→ YOUR GOAL: Reproduce, unchanged, the lines of the records below, from the line with "Provide an outline for every instance of the street" to the line with "MULTIPOLYGON (((145 16, 145", including both of those lines.

—————

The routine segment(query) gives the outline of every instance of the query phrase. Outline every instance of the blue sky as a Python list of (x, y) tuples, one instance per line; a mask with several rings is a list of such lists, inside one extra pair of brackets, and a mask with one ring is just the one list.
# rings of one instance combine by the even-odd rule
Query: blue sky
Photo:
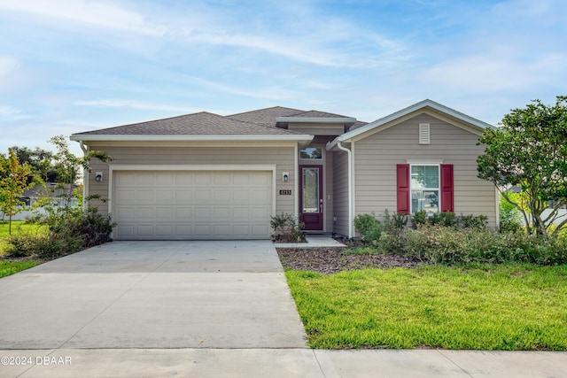
[[(207, 111), (497, 124), (567, 95), (564, 0), (0, 0), (0, 152)], [(79, 154), (75, 143), (70, 143)]]

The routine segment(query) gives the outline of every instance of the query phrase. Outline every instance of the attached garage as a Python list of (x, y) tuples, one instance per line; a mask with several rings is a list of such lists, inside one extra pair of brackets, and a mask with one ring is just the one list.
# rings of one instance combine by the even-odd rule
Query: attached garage
[(114, 170), (116, 240), (268, 239), (274, 173)]

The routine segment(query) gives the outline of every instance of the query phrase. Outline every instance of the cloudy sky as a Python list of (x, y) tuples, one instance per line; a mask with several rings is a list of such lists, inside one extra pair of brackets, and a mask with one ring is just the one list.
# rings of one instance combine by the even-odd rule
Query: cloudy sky
[(0, 35), (4, 153), (276, 105), (372, 121), (431, 98), (496, 125), (567, 95), (564, 0), (0, 0)]

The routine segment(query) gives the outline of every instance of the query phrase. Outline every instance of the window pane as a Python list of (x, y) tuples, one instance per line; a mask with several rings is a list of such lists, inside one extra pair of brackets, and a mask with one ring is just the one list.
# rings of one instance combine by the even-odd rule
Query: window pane
[(321, 147), (309, 147), (299, 151), (299, 158), (311, 160), (321, 160), (322, 158), (322, 149)]
[(438, 166), (412, 166), (412, 189), (439, 187), (439, 170)]
[(420, 190), (411, 191), (412, 212), (439, 212), (439, 190)]

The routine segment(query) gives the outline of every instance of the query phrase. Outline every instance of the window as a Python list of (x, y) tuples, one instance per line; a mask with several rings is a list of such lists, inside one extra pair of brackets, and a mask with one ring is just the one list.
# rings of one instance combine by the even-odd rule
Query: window
[(322, 148), (309, 147), (299, 151), (299, 158), (304, 160), (322, 160)]
[(439, 166), (411, 166), (411, 212), (439, 212)]
[(396, 175), (398, 212), (454, 212), (453, 165), (399, 164)]
[(430, 127), (429, 123), (419, 124), (419, 144), (430, 144)]

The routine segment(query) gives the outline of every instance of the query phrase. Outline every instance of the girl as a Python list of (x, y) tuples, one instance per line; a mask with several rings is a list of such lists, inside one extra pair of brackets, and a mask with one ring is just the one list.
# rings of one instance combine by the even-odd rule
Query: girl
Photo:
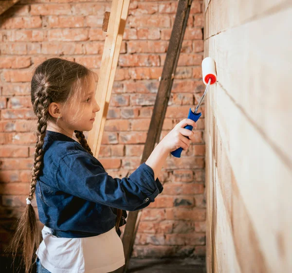
[[(186, 150), (194, 140), (193, 132), (183, 127), (196, 124), (183, 120), (128, 178), (113, 178), (93, 156), (83, 133), (92, 129), (100, 110), (96, 81), (91, 71), (59, 58), (45, 61), (34, 72), (35, 161), (27, 205), (11, 245), (14, 255), (22, 250), (26, 273), (35, 253), (38, 273), (106, 273), (122, 267), (119, 228), (125, 224), (126, 210), (154, 201), (163, 189), (157, 176), (168, 153), (179, 147)], [(40, 245), (31, 205), (35, 192), (44, 224)]]

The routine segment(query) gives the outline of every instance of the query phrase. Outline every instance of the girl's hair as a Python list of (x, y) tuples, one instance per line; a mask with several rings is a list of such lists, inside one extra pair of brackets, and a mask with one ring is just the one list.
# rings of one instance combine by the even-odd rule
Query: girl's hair
[[(37, 118), (37, 139), (28, 198), (29, 200), (33, 199), (37, 179), (41, 172), (44, 154), (42, 147), (47, 122), (54, 120), (49, 113), (49, 106), (52, 102), (56, 102), (63, 104), (65, 107), (73, 97), (80, 97), (81, 92), (84, 91), (84, 88), (91, 82), (88, 81), (91, 77), (97, 80), (97, 75), (85, 66), (60, 58), (49, 59), (35, 69), (31, 83), (31, 93), (34, 111)], [(74, 132), (82, 147), (93, 155), (83, 132)], [(118, 209), (115, 225), (117, 230), (121, 216), (122, 211)], [(25, 273), (29, 273), (31, 270), (40, 239), (35, 210), (31, 204), (28, 204), (18, 221), (9, 248), (14, 260), (18, 252), (22, 253), (21, 260), (25, 267)]]

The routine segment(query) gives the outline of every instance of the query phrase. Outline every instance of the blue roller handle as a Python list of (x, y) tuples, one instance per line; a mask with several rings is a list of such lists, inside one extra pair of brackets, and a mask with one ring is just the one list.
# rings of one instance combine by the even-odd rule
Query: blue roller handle
[[(192, 111), (192, 109), (190, 108), (190, 110), (189, 111), (189, 114), (187, 116), (187, 118), (191, 119), (193, 120), (195, 122), (197, 122), (198, 120), (200, 118), (202, 115), (201, 113), (198, 113), (195, 114)], [(188, 129), (188, 130), (190, 130), (191, 131), (193, 129), (193, 127), (191, 125), (187, 125), (185, 127), (184, 127), (186, 129)], [(188, 137), (186, 137), (187, 138), (189, 138)], [(171, 154), (175, 156), (175, 157), (181, 157), (181, 154), (182, 151), (182, 148), (180, 147), (178, 149), (177, 149), (175, 151), (173, 151), (171, 152)]]

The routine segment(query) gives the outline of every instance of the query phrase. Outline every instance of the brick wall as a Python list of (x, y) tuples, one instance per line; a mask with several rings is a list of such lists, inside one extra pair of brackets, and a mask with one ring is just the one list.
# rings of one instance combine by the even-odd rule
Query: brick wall
[[(33, 69), (61, 56), (98, 72), (110, 1), (23, 0), (1, 19), (0, 41), (0, 251), (23, 210), (29, 192), (35, 127), (29, 81)], [(139, 164), (165, 58), (177, 1), (130, 4), (99, 159), (108, 172), (126, 175)], [(194, 0), (162, 137), (201, 97), (202, 2)], [(197, 141), (181, 159), (169, 156), (161, 178), (164, 190), (144, 210), (134, 255), (204, 255), (204, 105)]]

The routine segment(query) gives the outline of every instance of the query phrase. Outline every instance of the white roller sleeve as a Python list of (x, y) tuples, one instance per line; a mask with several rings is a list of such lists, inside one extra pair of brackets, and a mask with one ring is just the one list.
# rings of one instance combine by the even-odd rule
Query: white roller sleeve
[(215, 61), (211, 57), (207, 57), (202, 61), (202, 73), (203, 81), (206, 85), (208, 84), (208, 81), (210, 78), (210, 84), (214, 84), (216, 82), (217, 74)]

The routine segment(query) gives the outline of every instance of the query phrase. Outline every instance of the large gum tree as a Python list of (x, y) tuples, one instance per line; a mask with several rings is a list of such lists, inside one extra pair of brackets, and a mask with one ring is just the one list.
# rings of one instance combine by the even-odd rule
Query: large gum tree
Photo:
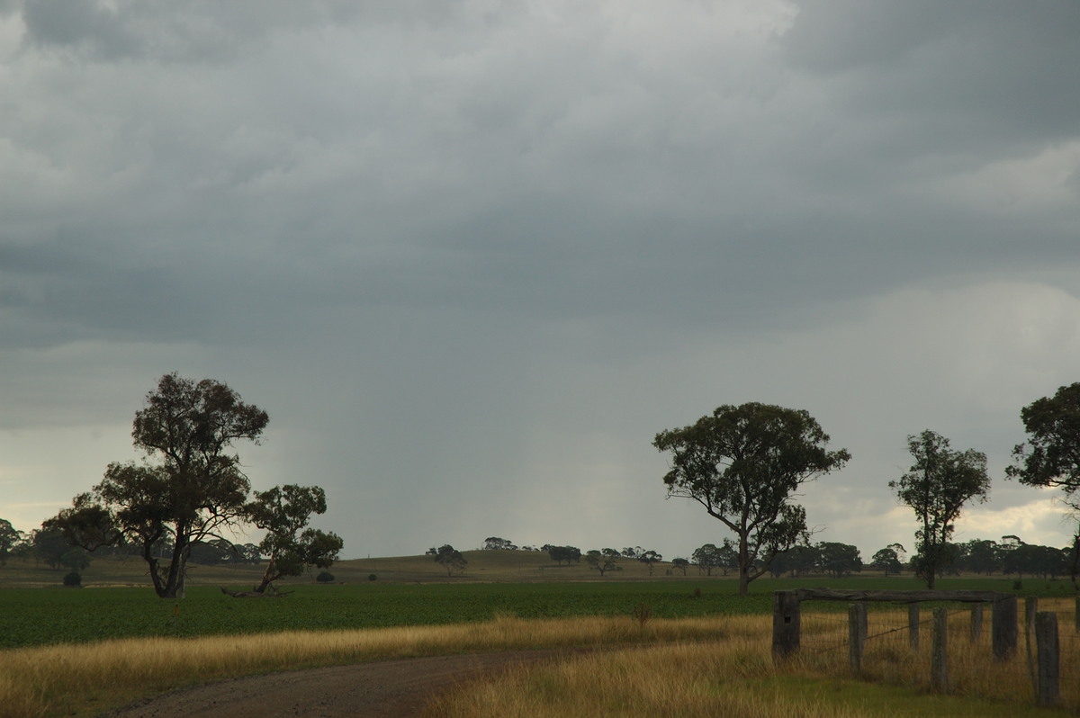
[(953, 563), (949, 539), (961, 510), (971, 501), (986, 501), (990, 477), (985, 453), (951, 449), (947, 438), (929, 429), (908, 436), (907, 448), (915, 463), (899, 480), (889, 482), (889, 488), (915, 511), (918, 553), (912, 564), (927, 587), (933, 588)]
[(671, 455), (667, 496), (697, 501), (735, 534), (740, 595), (777, 554), (807, 539), (806, 510), (794, 497), (851, 458), (829, 451), (828, 441), (807, 411), (759, 403), (726, 404), (657, 434), (652, 445)]
[[(1009, 478), (1037, 487), (1056, 487), (1064, 503), (1080, 516), (1080, 383), (1059, 387), (1021, 409), (1028, 441), (1013, 448)], [(1080, 527), (1072, 536), (1069, 573), (1080, 574)]]
[(91, 551), (137, 546), (158, 595), (183, 595), (192, 546), (247, 520), (251, 484), (234, 444), (257, 444), (268, 421), (219, 381), (166, 374), (135, 412), (132, 438), (145, 461), (109, 464), (46, 525)]

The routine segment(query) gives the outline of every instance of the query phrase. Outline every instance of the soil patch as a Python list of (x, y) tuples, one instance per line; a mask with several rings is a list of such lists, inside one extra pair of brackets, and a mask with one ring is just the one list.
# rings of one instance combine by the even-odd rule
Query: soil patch
[(110, 718), (405, 718), (441, 693), (510, 667), (589, 649), (436, 655), (288, 670), (188, 688)]

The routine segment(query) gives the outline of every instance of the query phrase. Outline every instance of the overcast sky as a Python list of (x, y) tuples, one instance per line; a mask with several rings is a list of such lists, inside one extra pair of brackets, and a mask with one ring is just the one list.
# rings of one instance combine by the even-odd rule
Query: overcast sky
[(689, 556), (729, 534), (651, 442), (751, 401), (853, 457), (815, 540), (914, 547), (931, 429), (989, 457), (956, 540), (1064, 545), (1004, 468), (1080, 381), (1078, 38), (1075, 0), (0, 0), (0, 517), (138, 458), (175, 370), (270, 414), (253, 485), (323, 486), (346, 557)]

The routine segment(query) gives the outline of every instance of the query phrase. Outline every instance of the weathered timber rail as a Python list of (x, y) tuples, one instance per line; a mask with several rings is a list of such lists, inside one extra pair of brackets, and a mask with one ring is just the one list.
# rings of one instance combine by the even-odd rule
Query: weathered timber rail
[[(994, 655), (1008, 659), (1016, 652), (1016, 595), (997, 591), (838, 591), (835, 588), (796, 588), (778, 591), (772, 604), (772, 655), (783, 659), (799, 650), (801, 611), (805, 600), (842, 600), (854, 605), (853, 623), (863, 626), (865, 636), (866, 606), (868, 601), (907, 604), (912, 645), (918, 645), (918, 604), (963, 602), (993, 606)], [(977, 617), (977, 619), (976, 619)], [(973, 612), (972, 621), (982, 623), (982, 611)], [(860, 641), (858, 628), (853, 629), (852, 644)], [(865, 638), (862, 638), (864, 641)], [(861, 652), (861, 647), (859, 648)]]

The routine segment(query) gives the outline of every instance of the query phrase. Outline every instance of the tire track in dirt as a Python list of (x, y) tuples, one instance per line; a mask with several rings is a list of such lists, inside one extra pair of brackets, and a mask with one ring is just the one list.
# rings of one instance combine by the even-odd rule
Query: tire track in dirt
[(590, 649), (435, 655), (288, 670), (187, 688), (109, 718), (405, 718), (460, 683)]

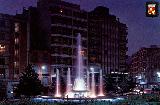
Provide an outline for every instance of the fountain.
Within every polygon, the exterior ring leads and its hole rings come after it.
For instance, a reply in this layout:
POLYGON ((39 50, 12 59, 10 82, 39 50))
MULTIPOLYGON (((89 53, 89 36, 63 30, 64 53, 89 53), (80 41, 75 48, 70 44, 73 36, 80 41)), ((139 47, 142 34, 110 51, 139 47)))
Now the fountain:
MULTIPOLYGON (((90 72, 84 71, 83 65, 83 52, 81 46, 81 35, 77 36, 77 62, 76 62, 76 76, 71 83, 71 70, 68 68, 67 71, 67 84, 66 84, 66 98, 96 98, 96 87, 95 87, 95 71, 91 69, 91 86, 90 86, 90 72), (85 74, 87 78, 84 78, 85 74)), ((102 82, 102 71, 100 71, 100 87, 99 95, 103 96, 103 82, 102 82)), ((56 74, 56 95, 55 97, 61 97, 60 93, 60 81, 59 81, 59 70, 57 69, 56 74)))
POLYGON ((102 70, 100 70, 99 82, 100 82, 100 85, 99 85, 99 95, 98 95, 98 96, 104 96, 104 93, 103 93, 103 76, 102 76, 102 70))
POLYGON ((90 90, 89 71, 87 70, 87 90, 90 90))
POLYGON ((66 90, 66 93, 71 92, 71 90, 72 90, 71 71, 70 71, 70 68, 68 68, 68 71, 67 71, 67 90, 66 90))
POLYGON ((91 68, 92 72, 92 82, 91 82, 91 98, 96 97, 96 92, 95 92, 95 76, 94 76, 94 68, 91 68))
MULTIPOLYGON (((84 80, 83 51, 81 46, 81 35, 77 36, 77 62, 76 62, 76 78, 74 80, 72 91, 66 93, 69 98, 84 98, 89 96, 87 84, 84 80)), ((68 83, 68 82, 67 82, 68 83)))
POLYGON ((60 79, 59 79, 59 70, 56 71, 56 94, 55 97, 61 97, 60 93, 60 79))

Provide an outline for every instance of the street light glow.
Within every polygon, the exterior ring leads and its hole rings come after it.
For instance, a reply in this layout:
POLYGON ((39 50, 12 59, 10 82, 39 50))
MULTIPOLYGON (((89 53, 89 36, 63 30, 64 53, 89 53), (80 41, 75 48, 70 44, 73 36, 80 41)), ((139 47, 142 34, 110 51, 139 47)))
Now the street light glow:
POLYGON ((160 77, 160 72, 157 72, 158 77, 160 77))
POLYGON ((41 67, 41 69, 42 69, 42 70, 46 69, 46 66, 43 65, 43 66, 41 67))

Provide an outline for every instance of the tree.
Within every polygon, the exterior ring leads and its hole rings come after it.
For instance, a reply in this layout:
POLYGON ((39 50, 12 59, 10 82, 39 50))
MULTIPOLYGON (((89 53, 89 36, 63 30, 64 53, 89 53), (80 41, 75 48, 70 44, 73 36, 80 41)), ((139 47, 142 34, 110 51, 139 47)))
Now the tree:
POLYGON ((30 97, 40 95, 42 90, 43 85, 38 79, 38 74, 31 65, 28 65, 20 77, 19 84, 15 90, 16 94, 30 97))

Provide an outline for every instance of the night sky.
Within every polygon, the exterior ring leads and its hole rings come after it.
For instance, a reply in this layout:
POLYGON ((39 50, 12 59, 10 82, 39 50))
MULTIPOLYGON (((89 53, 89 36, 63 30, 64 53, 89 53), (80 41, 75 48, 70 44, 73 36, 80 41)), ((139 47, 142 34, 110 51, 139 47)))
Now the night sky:
MULTIPOLYGON (((145 16, 145 2, 149 0, 65 0, 80 4, 87 11, 96 6, 106 6, 110 13, 120 18, 128 26, 128 54, 140 47, 160 45, 160 16, 145 16)), ((160 0, 154 0, 159 1, 160 0)), ((36 0, 0 0, 0 12, 20 13, 23 7, 36 6, 36 0)))

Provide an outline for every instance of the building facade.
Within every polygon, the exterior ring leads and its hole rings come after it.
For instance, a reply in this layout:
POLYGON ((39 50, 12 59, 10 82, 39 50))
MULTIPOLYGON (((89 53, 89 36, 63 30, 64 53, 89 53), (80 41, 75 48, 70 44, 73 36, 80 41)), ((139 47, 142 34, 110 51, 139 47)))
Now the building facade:
POLYGON ((148 48, 141 48, 133 54, 130 72, 139 84, 159 83, 160 47, 152 45, 148 48))
POLYGON ((75 74, 77 35, 82 36, 84 64, 87 67, 87 12, 79 5, 61 0, 39 0, 40 30, 48 39, 50 49, 51 77, 59 69, 66 75, 68 68, 75 74))
POLYGON ((89 65, 99 65, 105 74, 125 72, 127 26, 109 9, 97 7, 88 15, 89 65))
POLYGON ((7 81, 10 77, 11 37, 13 16, 0 14, 0 98, 6 97, 7 81))

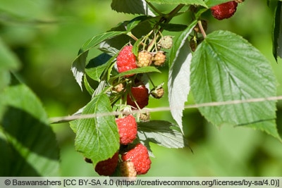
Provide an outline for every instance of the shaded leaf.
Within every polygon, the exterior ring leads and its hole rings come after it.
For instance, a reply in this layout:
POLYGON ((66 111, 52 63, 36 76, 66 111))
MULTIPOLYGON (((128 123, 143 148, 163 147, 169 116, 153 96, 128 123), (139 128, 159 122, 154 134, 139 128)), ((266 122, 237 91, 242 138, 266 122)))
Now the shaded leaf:
MULTIPOLYGON (((167 148, 188 146, 188 141, 173 123, 164 120, 138 123, 138 137, 145 142, 151 142, 167 148)), ((148 144, 147 144, 148 145, 148 144)))
POLYGON ((112 0, 111 7, 118 13, 154 15, 145 0, 112 0))
POLYGON ((134 69, 131 69, 130 70, 123 72, 121 73, 119 73, 119 74, 111 77, 110 82, 116 78, 118 78, 120 77, 123 77, 123 76, 128 75, 147 73, 153 73, 153 72, 159 73, 161 73, 161 71, 159 71, 159 69, 157 69, 157 68, 153 67, 153 66, 147 66, 147 67, 134 68, 134 69))
POLYGON ((282 2, 277 1, 273 25, 272 43, 273 54, 277 61, 277 56, 282 58, 282 2))
POLYGON ((187 28, 186 25, 176 24, 176 23, 160 23, 161 27, 165 30, 170 32, 180 32, 187 28))
POLYGON ((195 4, 206 6, 202 0, 147 0, 148 2, 168 4, 195 4))
POLYGON ((210 8, 212 6, 226 3, 230 1, 230 0, 205 0, 204 2, 207 4, 207 7, 210 8))
MULTIPOLYGON (((108 113, 111 111, 108 96, 101 94, 95 96, 86 105, 82 114, 108 113)), ((119 135, 114 115, 78 120, 75 149, 85 157, 90 158, 93 165, 113 156, 118 148, 119 135)))
POLYGON ((175 41, 171 49, 168 72, 168 101, 171 115, 183 130, 182 116, 190 91, 190 64, 192 54, 187 40, 197 21, 194 21, 175 41))
MULTIPOLYGON (((191 89, 197 104, 276 96, 276 79, 267 59, 247 41, 228 31, 209 34, 191 64, 191 89)), ((245 125, 279 138, 276 102, 265 101, 200 108, 216 125, 245 125)))
POLYGON ((106 54, 102 54, 91 59, 85 68, 85 73, 93 80, 99 82, 100 77, 107 66, 107 62, 111 58, 106 54))
POLYGON ((94 36, 92 39, 86 42, 81 47, 78 56, 71 65, 71 71, 73 72, 75 80, 78 83, 81 89, 82 89, 82 76, 85 73, 84 69, 86 65, 86 58, 88 55, 88 51, 106 39, 111 39, 125 33, 126 33, 126 32, 109 32, 101 33, 94 36))
POLYGON ((4 99, 1 176, 58 176, 56 135, 39 99, 27 87, 17 82, 4 90, 4 99))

—————

→ RESULT OF THE TASK:
Provide an outline for every instance of the street light glow.
Within every polygon, the exterior ring leads and its hole rings come after it.
For instance, a reply in this layout:
POLYGON ((39 50, 12 59, 10 82, 39 50))
MULTIPOLYGON (((89 53, 89 36, 63 30, 64 53, 89 53), (80 41, 75 48, 70 44, 73 36, 80 41)), ((139 47, 142 34, 110 51, 139 47)))
Now the street light glow:
POLYGON ((160 77, 160 72, 157 72, 158 77, 160 77))
POLYGON ((41 67, 41 69, 42 69, 42 70, 46 69, 46 66, 43 65, 43 66, 41 67))

Provide an outline for every instance of the tree.
Within every polygon, the exterior ring leads and its hole rings come after it.
For instance, a reply in this layout:
POLYGON ((39 50, 12 59, 10 82, 39 50))
MULTIPOLYGON (((89 53, 89 36, 63 30, 64 53, 89 53), (80 41, 75 48, 70 44, 73 36, 80 41)), ((139 47, 142 34, 110 51, 139 47)))
Now the tree:
POLYGON ((30 97, 40 95, 42 90, 43 85, 38 79, 38 74, 31 65, 28 65, 20 77, 19 84, 15 90, 16 94, 30 97))

Provide an outline for every instance of the night sky.
Within every polygon, the exterior ring leads and its hole rings come after it.
For instance, a reply in this layout:
POLYGON ((39 50, 12 59, 10 82, 39 50))
MULTIPOLYGON (((89 53, 89 36, 63 30, 64 53, 89 53), (80 41, 75 48, 70 44, 73 36, 80 41)), ((139 47, 142 34, 110 51, 139 47)))
Now the night sky:
MULTIPOLYGON (((145 16, 145 2, 149 0, 65 0, 80 4, 87 11, 96 6, 106 6, 110 13, 120 18, 128 26, 128 54, 140 47, 160 45, 160 16, 145 16)), ((160 0, 154 0, 159 1, 160 0)), ((36 0, 0 0, 0 12, 20 13, 23 7, 36 6, 36 0)))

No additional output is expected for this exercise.